## Task requirements
Retype all material exactly. Pictures stay out of the copy.

## Source data
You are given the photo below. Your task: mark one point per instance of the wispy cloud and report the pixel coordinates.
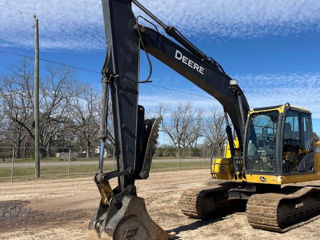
(302, 90)
(78, 24)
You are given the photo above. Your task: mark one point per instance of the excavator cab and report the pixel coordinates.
(279, 141)
(278, 148)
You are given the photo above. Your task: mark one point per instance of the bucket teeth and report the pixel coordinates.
(131, 221)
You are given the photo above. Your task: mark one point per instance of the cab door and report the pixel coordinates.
(297, 149)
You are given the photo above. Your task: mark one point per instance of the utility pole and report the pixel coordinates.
(36, 97)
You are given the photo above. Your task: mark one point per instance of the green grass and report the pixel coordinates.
(85, 170)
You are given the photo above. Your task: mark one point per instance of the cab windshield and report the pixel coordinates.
(261, 141)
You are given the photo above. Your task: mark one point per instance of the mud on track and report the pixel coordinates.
(62, 208)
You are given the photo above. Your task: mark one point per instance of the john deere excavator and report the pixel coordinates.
(268, 148)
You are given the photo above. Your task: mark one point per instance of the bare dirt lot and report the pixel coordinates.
(62, 209)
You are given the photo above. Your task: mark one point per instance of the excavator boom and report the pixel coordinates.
(121, 213)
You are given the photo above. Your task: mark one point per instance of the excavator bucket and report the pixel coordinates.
(132, 222)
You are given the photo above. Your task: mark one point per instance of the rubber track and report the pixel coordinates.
(281, 212)
(201, 203)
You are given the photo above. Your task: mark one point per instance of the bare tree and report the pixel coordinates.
(85, 115)
(56, 91)
(214, 131)
(182, 125)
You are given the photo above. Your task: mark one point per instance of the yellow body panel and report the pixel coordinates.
(222, 168)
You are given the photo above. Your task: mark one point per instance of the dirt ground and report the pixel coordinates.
(62, 208)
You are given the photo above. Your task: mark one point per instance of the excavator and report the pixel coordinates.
(269, 150)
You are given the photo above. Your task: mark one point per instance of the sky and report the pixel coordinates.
(271, 47)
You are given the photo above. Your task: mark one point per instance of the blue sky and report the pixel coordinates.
(271, 47)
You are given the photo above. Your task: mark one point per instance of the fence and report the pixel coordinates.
(18, 163)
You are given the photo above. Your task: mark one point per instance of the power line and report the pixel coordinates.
(50, 61)
(176, 90)
(17, 10)
(97, 72)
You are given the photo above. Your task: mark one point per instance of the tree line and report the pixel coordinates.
(69, 116)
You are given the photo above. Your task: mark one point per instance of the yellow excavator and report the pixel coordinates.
(267, 147)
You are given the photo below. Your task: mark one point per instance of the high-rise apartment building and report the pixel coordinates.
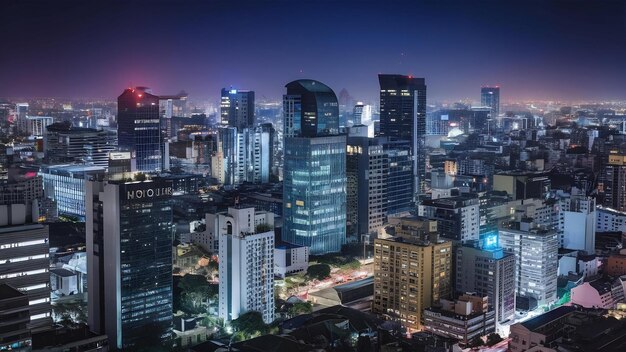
(139, 128)
(488, 272)
(403, 116)
(536, 257)
(411, 271)
(613, 182)
(314, 185)
(246, 252)
(490, 96)
(237, 108)
(577, 223)
(129, 261)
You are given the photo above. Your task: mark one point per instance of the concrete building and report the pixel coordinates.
(463, 320)
(14, 320)
(458, 218)
(577, 223)
(412, 271)
(594, 294)
(536, 255)
(542, 330)
(24, 259)
(487, 272)
(290, 259)
(246, 266)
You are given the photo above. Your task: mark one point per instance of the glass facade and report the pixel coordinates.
(315, 193)
(139, 128)
(145, 262)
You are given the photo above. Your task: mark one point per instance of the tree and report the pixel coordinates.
(493, 339)
(250, 323)
(299, 308)
(318, 271)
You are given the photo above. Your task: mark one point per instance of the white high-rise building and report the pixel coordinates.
(536, 255)
(246, 269)
(577, 223)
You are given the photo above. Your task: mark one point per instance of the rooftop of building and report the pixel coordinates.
(546, 318)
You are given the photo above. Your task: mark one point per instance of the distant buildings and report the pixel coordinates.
(490, 96)
(246, 268)
(237, 108)
(139, 128)
(129, 247)
(411, 271)
(314, 184)
(403, 116)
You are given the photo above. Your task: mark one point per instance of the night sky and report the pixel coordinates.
(533, 49)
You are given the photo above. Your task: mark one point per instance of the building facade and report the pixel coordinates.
(246, 268)
(130, 234)
(314, 176)
(403, 116)
(139, 128)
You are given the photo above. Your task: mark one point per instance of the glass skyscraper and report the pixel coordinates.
(490, 96)
(314, 181)
(139, 128)
(129, 247)
(403, 116)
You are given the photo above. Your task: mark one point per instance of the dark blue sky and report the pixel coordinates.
(533, 49)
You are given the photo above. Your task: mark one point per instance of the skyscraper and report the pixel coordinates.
(246, 246)
(129, 248)
(490, 96)
(139, 128)
(314, 186)
(237, 108)
(403, 116)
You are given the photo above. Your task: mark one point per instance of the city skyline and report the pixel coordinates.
(537, 50)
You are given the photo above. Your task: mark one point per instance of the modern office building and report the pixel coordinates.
(139, 128)
(237, 108)
(411, 271)
(458, 217)
(536, 257)
(129, 261)
(24, 261)
(366, 196)
(21, 118)
(14, 320)
(314, 176)
(246, 268)
(403, 116)
(65, 185)
(490, 96)
(243, 156)
(65, 143)
(464, 319)
(613, 182)
(36, 125)
(488, 272)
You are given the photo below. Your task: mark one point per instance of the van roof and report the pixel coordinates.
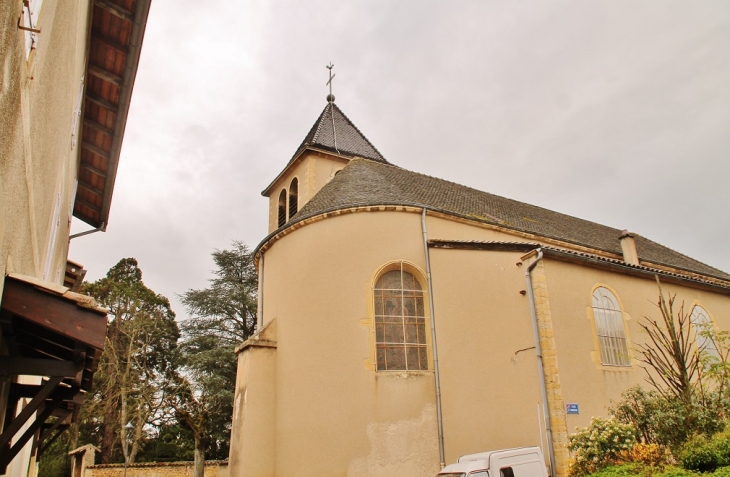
(467, 466)
(484, 456)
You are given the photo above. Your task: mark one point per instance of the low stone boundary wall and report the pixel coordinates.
(213, 468)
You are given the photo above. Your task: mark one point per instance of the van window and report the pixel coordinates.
(506, 472)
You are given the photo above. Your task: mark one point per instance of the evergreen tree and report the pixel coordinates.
(222, 316)
(136, 365)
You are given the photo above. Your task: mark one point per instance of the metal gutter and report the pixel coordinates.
(439, 414)
(540, 367)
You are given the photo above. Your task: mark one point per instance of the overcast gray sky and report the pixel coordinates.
(613, 111)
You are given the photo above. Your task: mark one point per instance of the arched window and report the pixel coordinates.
(293, 199)
(610, 328)
(702, 326)
(400, 322)
(282, 207)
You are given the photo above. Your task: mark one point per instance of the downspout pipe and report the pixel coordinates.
(439, 415)
(260, 314)
(540, 367)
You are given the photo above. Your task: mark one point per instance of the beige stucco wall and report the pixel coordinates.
(583, 379)
(37, 160)
(313, 170)
(253, 440)
(38, 96)
(335, 415)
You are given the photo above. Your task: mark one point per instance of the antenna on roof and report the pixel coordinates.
(330, 97)
(331, 100)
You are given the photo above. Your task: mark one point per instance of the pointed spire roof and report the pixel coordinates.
(333, 131)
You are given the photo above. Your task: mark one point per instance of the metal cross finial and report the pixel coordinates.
(330, 97)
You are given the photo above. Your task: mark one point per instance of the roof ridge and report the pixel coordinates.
(679, 253)
(497, 196)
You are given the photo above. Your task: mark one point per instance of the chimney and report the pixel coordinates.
(628, 247)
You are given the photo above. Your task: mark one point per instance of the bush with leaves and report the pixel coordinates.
(652, 455)
(600, 444)
(699, 454)
(666, 420)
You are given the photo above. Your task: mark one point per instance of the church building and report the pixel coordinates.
(405, 320)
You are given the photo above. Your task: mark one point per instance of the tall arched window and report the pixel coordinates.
(610, 328)
(702, 326)
(293, 197)
(400, 322)
(282, 208)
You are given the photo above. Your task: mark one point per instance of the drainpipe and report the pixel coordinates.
(540, 368)
(439, 415)
(260, 317)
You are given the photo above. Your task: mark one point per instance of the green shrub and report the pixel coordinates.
(666, 420)
(623, 470)
(652, 455)
(634, 469)
(722, 472)
(721, 444)
(672, 471)
(599, 445)
(699, 454)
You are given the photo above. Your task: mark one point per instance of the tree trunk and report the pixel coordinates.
(199, 465)
(109, 428)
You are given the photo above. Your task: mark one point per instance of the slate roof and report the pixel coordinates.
(333, 131)
(366, 183)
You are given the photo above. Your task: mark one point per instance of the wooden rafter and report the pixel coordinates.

## Task output
You are given the photo below. Your task: mark one point per instance of the wispy cloud and report the pixel coordinates.
(302, 90)
(78, 24)
You are given the photo above. Your task: mark one point per instance of the excavator cab and report the pixel coordinates.
(279, 141)
(278, 148)
You are given the photo above. Your task: mark one point per instance of the bucket teeth and report the pixel coordinates.
(131, 221)
You are given the photo above. Your task: mark one point per instance of the cab door and report the pixel coordinates.
(297, 149)
You are given the photo above. Your task: mark one point per instance of the utility pole and report the pixel coordinates.
(36, 97)
You are given the photo above. Your task: mark one point per instance of the green grass and report the pixel coordinates.
(85, 170)
You are given the photo above. Your task: mark one point per instance of the cab windshield and report the pixel coordinates.
(261, 141)
You are given the photo above. Your task: mark one point per instance of the mud on track and report the pixel coordinates.
(62, 208)
You are given the photo above. Your task: mark one point per instance of the john deere excavator and report the pixel coordinates.
(268, 148)
You are given the photo above. Your task: mark one point per instance of the bare dirt lot and report the pixel coordinates.
(62, 209)
You are given the photo above. Your task: mark one point per instance of the excavator boom and report the pixel coordinates.
(121, 213)
You are given the photo above. Your task: mark one point per instance of the excavator bucket and report the pixel coordinates.
(132, 222)
You are given the photo above. Your task: mark one point per instance of the rubber track and report the pixel coordinates.
(281, 212)
(201, 203)
You are given the photo above. Your task: mark one point per instance of the bare tree and report the pixel coordinates.
(85, 115)
(56, 91)
(214, 131)
(182, 125)
You are given the photo above. Your task: mark one point per instance of the yellow body panel and report the pixel coordinates.
(222, 168)
You are given the photo above. Your task: mark one point per instance of the dirt ground and report the pixel coordinates.
(62, 208)
You are given the photo above. Your task: mark one point per instance of the excavator and report the pixel coordinates.
(269, 150)
You are given the photo above. Your task: mark one point per instance of the sky and report the pixel coordinates.
(271, 47)
You are given the photo above. Your task: mark one point per instance of the blue sky and report the pixel coordinates.
(271, 47)
You are given the photo above. Your task: mark one point per instance of the fence and report the pixel coordinates.
(18, 163)
You are given the photo above. Your task: mark one point per instance of the power line and report the pixel coordinates.
(50, 61)
(176, 90)
(17, 10)
(97, 72)
You are given the photo above. Your task: mark one point per instance of the tree line and report the pixel coordinates.
(69, 116)
You are given the photo above. Your task: mark one point per instance of the yellow excavator and report the pixel coordinates.
(267, 147)
You are given the photo below. Your task: mark one point per instance of the high-rise apartment building and report the pixel coordinates.
(139, 128)
(488, 272)
(403, 116)
(536, 257)
(411, 271)
(613, 182)
(314, 185)
(246, 252)
(490, 96)
(237, 108)
(577, 223)
(129, 261)
You are given the photo above. Your task: mark one point per instance of the concrete building and report the pixel coordinates.
(463, 320)
(14, 320)
(458, 218)
(577, 223)
(412, 271)
(594, 294)
(536, 255)
(542, 330)
(24, 259)
(487, 272)
(290, 259)
(246, 266)
You are given the photo above. Your task: mark one point per instance of the glass facade and report the pixel coordinates.
(315, 193)
(139, 128)
(145, 262)
You are given the photo above. Your task: mark one point per instance of the tree and report the pixel coordinates.
(493, 339)
(250, 323)
(299, 308)
(318, 271)
You are given the photo above. Your task: mark one point per instance of the white high-rise building and report the pixel coordinates.
(536, 255)
(246, 269)
(577, 223)
You are given the photo above. Your task: mark one point per instance of the rooftop of building and report the pixel coordinates.
(546, 318)
You are given the photo above. Your task: mark one point per instance of the distant buildings and report the pixel coordinates.
(490, 96)
(246, 268)
(237, 108)
(139, 128)
(129, 247)
(411, 271)
(314, 184)
(403, 116)
You are given the photo above. Your task: mark one point per instance of the night sky and report the pixel coordinates.
(533, 49)
You are given the photo above. Your task: mark one point per instance of the building facade and report the pixel coordinates.
(246, 268)
(130, 234)
(314, 176)
(403, 116)
(139, 128)
You are given the photo above. Your task: mark one point per instance of the glass skyscraper and report the pixel coordinates.
(490, 96)
(314, 181)
(139, 128)
(129, 247)
(403, 116)
You are given the photo above. Your task: mark one point per instance of the dark blue sky and report the pixel coordinates.
(533, 49)
You are given the photo above. Your task: mark one point per instance of the skyscraper and report the pixel coordinates.
(246, 246)
(129, 248)
(490, 96)
(139, 128)
(314, 186)
(237, 108)
(403, 116)
You are given the photo above. Your task: mark one point per instance of the city skyline and report the pixel coordinates.
(537, 50)
You are given the photo above. Your task: mark one point per instance of the modern office building and report the pixel coordinates.
(139, 128)
(237, 108)
(411, 271)
(458, 217)
(536, 257)
(129, 261)
(24, 261)
(366, 196)
(21, 118)
(14, 320)
(314, 176)
(246, 268)
(403, 116)
(65, 185)
(490, 96)
(243, 156)
(65, 143)
(464, 319)
(613, 182)
(36, 125)
(488, 272)
You are given the photo below. Your task: mark one point per instance of the van roof and report the pixel coordinates.
(467, 466)
(484, 456)
You are given the photo above. Your task: mark one point per instance of the low stone boundary wall and report the pixel coordinates.
(213, 468)
You are given the photo above. Your task: mark one point per instance of the van window and report the pixel coordinates.
(506, 472)
You are given the photo above. Your task: mark one point per instance of the evergreen tree and report the pixel coordinates.
(222, 316)
(136, 365)
You are given the photo above. Your task: mark one point per instance of the metal gutter and report the pixel coordinates.
(439, 414)
(540, 367)
You are given the photo above. Your task: mark one point per instance of the overcast gray sky and report the pixel coordinates.
(613, 111)
You are given the photo above. Your task: mark one point per instance of the arched window and report the pixel coordinates.
(293, 199)
(610, 328)
(702, 326)
(400, 322)
(282, 207)
You are given the photo above. Your task: mark one point per instance of the downspout pipe and report the pixel coordinates.
(439, 415)
(260, 314)
(540, 367)
You are given the photo above. Your task: mark one point per instance of the beige stucco wall and report the pixel coordinates.
(583, 379)
(37, 160)
(313, 170)
(253, 440)
(38, 96)
(335, 415)
You are given the photo above. Your task: mark one point per instance of the antenna on roof and report the pixel coordinates.
(330, 97)
(331, 100)
You are given the photo above. Your task: mark one point per instance of the pointed spire roof and report the pixel coordinates.
(333, 131)
You are given the photo above. Your task: mark one point per instance of the metal cross finial and report the pixel coordinates.
(330, 97)
You are given the photo above. Your task: mark one point per instance of the roof ridge and report the pixel coordinates.
(679, 253)
(497, 196)
You are given the photo above. Your task: mark one point per instance of the chimney and report the pixel coordinates.
(628, 247)
You are given the photo above. Your task: mark one point per instance of the bush with leaves and report the pixel coordinates.
(652, 455)
(600, 444)
(699, 454)
(666, 420)
You are given the photo above. Your task: mark one point per instance of the church building and report the pixel coordinates.
(405, 320)
You are given the photo above. Your task: mark one point per instance of the tall arched window and report the pixel coordinates.
(610, 328)
(702, 326)
(293, 197)
(400, 322)
(282, 208)
You are given the photo above. Your task: mark one point per instance of the drainpipe and report the pixel coordinates.
(540, 368)
(439, 415)
(260, 317)
You are given the photo above. Your task: mark one point per instance of the green shrub and report the pixel coordinates.
(666, 420)
(623, 470)
(652, 455)
(634, 469)
(722, 472)
(721, 444)
(672, 471)
(599, 445)
(699, 454)
You are given the photo above. Your task: mark one point per instance of the tree trunk and report the pixel coordinates.
(199, 465)
(109, 428)
You are given the photo above. Your task: mark one point per instance of the slate roof and report the pixel coordinates.
(333, 131)
(366, 183)
You are given the photo above. Your task: mark one point per instance of the wooden rafter and report the pixel coordinates.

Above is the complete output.